▸ **SET EXERCISE**:
Output every line of the records below as a JSON array of strings, one string per line, omitting blank lines.

Data lines:
════

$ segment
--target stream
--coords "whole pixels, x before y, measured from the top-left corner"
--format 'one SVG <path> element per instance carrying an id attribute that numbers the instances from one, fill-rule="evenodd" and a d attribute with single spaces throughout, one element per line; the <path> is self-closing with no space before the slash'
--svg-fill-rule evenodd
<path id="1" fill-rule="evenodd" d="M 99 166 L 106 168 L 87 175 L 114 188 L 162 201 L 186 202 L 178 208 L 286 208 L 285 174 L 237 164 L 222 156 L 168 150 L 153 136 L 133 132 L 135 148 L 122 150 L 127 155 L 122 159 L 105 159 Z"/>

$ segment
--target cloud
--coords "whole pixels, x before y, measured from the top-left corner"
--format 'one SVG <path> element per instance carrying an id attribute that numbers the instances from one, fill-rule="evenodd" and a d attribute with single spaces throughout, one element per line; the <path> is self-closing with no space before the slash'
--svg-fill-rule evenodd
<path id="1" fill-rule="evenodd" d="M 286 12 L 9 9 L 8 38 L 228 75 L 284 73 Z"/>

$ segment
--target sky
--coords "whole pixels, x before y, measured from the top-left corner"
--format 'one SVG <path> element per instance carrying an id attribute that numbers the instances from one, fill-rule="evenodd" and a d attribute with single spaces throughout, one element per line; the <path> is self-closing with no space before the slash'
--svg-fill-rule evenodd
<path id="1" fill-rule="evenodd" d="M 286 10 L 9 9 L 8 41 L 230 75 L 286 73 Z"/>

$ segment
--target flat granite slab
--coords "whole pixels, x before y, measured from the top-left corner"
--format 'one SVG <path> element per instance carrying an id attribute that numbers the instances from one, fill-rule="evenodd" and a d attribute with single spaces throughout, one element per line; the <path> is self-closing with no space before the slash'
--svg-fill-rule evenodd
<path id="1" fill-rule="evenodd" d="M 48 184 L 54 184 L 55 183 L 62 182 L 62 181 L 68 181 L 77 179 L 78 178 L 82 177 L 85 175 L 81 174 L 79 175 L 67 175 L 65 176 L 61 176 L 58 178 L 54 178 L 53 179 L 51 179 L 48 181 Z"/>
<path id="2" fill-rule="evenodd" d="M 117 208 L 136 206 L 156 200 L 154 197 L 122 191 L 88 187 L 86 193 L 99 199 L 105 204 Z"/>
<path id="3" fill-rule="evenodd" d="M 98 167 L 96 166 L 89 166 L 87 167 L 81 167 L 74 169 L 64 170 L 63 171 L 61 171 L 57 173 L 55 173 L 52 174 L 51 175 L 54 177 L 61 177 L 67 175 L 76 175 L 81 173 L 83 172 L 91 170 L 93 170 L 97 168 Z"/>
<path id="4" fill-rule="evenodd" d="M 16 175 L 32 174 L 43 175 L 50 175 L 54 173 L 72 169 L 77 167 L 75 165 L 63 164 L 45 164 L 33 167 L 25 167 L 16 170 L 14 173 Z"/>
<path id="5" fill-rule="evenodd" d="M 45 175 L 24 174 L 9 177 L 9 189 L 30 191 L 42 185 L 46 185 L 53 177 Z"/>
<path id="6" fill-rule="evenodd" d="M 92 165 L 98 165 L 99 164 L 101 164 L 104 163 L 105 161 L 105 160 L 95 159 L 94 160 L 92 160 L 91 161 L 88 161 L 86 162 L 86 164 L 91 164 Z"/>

════

▸ **WRITTEN REPLY**:
[
  "$ segment",
  "--target stream",
  "--coords \"whole pixels, x before y, measured from the top-left corner\"",
  "--format 'one SVG <path> element per instance carrying an id attribute that numbers the instances from one, fill-rule=\"evenodd\" and a d attribute with single spaces throughout, one element per line; the <path> is self-closing with no space before the slash'",
  "--svg-fill-rule evenodd",
  "<path id=\"1\" fill-rule=\"evenodd\" d=\"M 99 166 L 106 168 L 87 175 L 114 188 L 162 201 L 186 202 L 178 208 L 286 208 L 285 174 L 237 164 L 222 156 L 168 150 L 153 136 L 133 132 L 135 148 L 122 150 L 127 155 L 122 159 L 105 159 Z\"/>",
  "$ segment",
  "--target cloud",
  "--coords \"whole pixels, x before y, measured from the top-left corner\"",
  "--format 'one SVG <path> element per instance carrying an id attribute that numbers the instances from one, fill-rule=\"evenodd\" and a d attribute with single spaces throughout, one element per line; the <path> is self-closing with no space before the slash'",
  "--svg-fill-rule evenodd",
  "<path id=\"1\" fill-rule=\"evenodd\" d=\"M 286 12 L 9 9 L 8 38 L 228 75 L 284 73 Z\"/>",
  "$ segment",
  "--target sky",
  "--coords \"whole pixels, x before y, measured from the top-left corner\"",
  "--format 'one SVG <path> element per instance carrying an id attribute that numbers the instances from one, fill-rule=\"evenodd\" and a d attribute with single spaces throughout, one element per line; the <path> is self-closing with no space before the slash'",
  "--svg-fill-rule evenodd",
  "<path id=\"1\" fill-rule=\"evenodd\" d=\"M 286 10 L 9 9 L 8 41 L 230 75 L 286 73 Z\"/>",
  "$ segment",
  "--target flat granite slab",
  "--coords \"whole pixels, x before y, measured from the top-left corner\"",
  "--format 'one SVG <path> element per instance carrying an id attribute that numbers the instances from one, fill-rule=\"evenodd\" and a d attribute with single spaces throughout, one element per line; the <path> is self-closing with no space before the slash'",
  "--svg-fill-rule evenodd",
  "<path id=\"1\" fill-rule=\"evenodd\" d=\"M 48 184 L 54 184 L 55 183 L 62 182 L 62 181 L 68 181 L 77 179 L 78 178 L 82 177 L 85 175 L 81 174 L 79 175 L 67 175 L 65 176 L 61 176 L 58 178 L 54 178 L 53 179 L 51 179 L 48 181 Z\"/>",
  "<path id=\"2\" fill-rule=\"evenodd\" d=\"M 117 208 L 136 206 L 156 200 L 154 197 L 122 191 L 88 187 L 86 193 L 99 199 L 105 204 Z\"/>",
  "<path id=\"3\" fill-rule=\"evenodd\" d=\"M 98 167 L 96 166 L 89 166 L 87 167 L 81 167 L 74 169 L 64 170 L 63 171 L 61 171 L 57 173 L 55 173 L 52 174 L 51 175 L 54 177 L 61 177 L 67 175 L 76 175 L 81 173 L 83 172 L 91 170 L 93 170 L 97 168 Z\"/>",
  "<path id=\"4\" fill-rule=\"evenodd\" d=\"M 16 175 L 32 174 L 43 175 L 50 175 L 54 173 L 72 169 L 77 167 L 75 165 L 63 164 L 45 164 L 33 167 L 25 167 L 16 170 L 14 173 Z\"/>",
  "<path id=\"5\" fill-rule=\"evenodd\" d=\"M 45 175 L 24 174 L 9 177 L 9 189 L 30 191 L 42 185 L 46 185 L 53 177 Z\"/>",
  "<path id=\"6\" fill-rule=\"evenodd\" d=\"M 92 165 L 98 165 L 99 164 L 101 164 L 104 163 L 105 161 L 105 160 L 95 159 L 94 160 L 92 160 L 91 161 L 88 161 L 86 162 L 86 164 L 91 164 Z\"/>"
]